-- Text segment --
════════

# Attaching run to hutch



## Guest (Aug 2, 2012)

Okay so I have this hutch
Poppy Den Guinea Pig and Rabbit Hutch by Pets at Home | Pets at Home









And I am thinking of buying this run
Outback Classic Outdoor Run - 4 Sided

But I am not sure how to attach it to the hutch. Any ideas? I would like him to go in and out as he pleases. Thanks all x

Oh and I might get Roger a girlfriend, do you think that hutch is big enough for 2 rabbits? They will have unlimited access to the run if I can attach it. x


----------



## Lil Miss (Dec 11, 2010)

neither the hutch or that run are big enough for one rabbit let alone 2 im afraid

you need a minimum of a 6ft x 2ft hutch with a 6ft x 4ft run


----------



## Guest (Aug 2, 2012)

Thanks. I have found this to attach it
Link Kit | Runaround: Rabbit and Guinea Pig Runs

But I am not sure how that would attach?

Thanks x


----------



## leveller (Sep 19, 2010)

════════

-- Problem description --
In the forum thread on attaching a run to a hutch, what minimum hutch and run sizes does Lil Miss give?

-- Supplied records --
════════

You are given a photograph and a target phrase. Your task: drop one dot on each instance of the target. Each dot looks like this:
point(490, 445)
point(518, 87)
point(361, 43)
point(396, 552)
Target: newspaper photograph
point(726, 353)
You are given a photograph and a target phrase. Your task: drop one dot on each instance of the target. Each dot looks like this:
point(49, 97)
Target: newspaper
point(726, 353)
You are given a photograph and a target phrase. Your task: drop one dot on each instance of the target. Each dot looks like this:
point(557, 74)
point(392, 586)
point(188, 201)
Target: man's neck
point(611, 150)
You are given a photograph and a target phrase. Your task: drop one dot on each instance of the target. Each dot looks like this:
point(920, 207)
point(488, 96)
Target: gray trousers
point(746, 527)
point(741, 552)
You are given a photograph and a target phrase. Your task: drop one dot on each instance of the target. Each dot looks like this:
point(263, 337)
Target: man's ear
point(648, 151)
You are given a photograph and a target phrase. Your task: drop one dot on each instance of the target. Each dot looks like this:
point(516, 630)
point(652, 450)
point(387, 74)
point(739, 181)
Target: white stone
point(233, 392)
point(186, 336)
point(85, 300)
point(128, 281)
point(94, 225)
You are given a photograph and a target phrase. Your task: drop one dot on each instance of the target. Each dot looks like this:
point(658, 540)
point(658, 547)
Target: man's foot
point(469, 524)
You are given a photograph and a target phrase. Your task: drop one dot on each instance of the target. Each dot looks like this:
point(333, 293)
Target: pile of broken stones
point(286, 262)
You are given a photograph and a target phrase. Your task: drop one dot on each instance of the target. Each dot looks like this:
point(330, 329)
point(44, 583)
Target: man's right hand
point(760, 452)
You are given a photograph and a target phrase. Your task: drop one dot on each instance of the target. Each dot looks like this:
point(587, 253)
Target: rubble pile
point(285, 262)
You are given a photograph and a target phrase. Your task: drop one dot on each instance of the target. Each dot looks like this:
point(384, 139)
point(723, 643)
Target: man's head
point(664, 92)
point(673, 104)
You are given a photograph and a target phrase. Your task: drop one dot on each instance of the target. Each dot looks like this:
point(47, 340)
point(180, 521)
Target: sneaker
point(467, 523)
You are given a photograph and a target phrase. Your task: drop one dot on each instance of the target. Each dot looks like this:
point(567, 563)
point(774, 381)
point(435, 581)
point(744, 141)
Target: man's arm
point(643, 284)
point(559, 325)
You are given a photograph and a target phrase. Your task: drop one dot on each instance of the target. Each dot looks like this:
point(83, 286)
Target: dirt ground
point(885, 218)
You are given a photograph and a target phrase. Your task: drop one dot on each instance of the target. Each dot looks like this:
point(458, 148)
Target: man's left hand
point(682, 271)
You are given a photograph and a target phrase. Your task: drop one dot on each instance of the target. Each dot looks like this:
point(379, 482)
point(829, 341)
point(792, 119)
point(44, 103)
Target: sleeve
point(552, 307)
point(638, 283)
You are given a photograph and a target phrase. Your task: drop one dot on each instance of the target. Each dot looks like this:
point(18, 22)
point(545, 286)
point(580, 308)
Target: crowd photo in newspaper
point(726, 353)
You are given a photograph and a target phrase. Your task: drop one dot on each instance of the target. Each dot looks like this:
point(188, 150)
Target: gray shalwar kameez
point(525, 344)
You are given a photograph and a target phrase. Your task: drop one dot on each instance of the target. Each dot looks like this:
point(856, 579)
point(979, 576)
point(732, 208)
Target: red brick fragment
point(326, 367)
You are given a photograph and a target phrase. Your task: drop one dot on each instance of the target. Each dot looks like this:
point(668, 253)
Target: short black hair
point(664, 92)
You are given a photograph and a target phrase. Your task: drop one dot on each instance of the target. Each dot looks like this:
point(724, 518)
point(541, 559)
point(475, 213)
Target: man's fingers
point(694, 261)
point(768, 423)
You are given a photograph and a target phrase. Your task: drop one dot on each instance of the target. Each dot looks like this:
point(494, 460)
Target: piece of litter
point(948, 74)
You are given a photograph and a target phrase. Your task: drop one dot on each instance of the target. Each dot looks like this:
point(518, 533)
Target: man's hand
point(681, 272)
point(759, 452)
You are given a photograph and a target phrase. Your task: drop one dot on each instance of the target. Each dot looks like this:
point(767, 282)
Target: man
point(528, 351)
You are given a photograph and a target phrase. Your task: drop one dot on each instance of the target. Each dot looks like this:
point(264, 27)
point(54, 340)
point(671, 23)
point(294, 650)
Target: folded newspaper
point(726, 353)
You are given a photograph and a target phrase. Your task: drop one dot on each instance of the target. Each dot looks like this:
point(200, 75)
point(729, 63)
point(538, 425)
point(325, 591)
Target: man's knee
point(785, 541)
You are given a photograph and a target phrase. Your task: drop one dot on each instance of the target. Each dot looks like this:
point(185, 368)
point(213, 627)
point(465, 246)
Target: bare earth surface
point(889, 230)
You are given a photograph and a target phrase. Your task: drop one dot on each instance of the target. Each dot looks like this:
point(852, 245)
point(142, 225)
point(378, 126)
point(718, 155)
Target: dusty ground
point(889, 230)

════════

-- Written response --
A 6ft x 2ft hutch with a 6ft x 4ft run.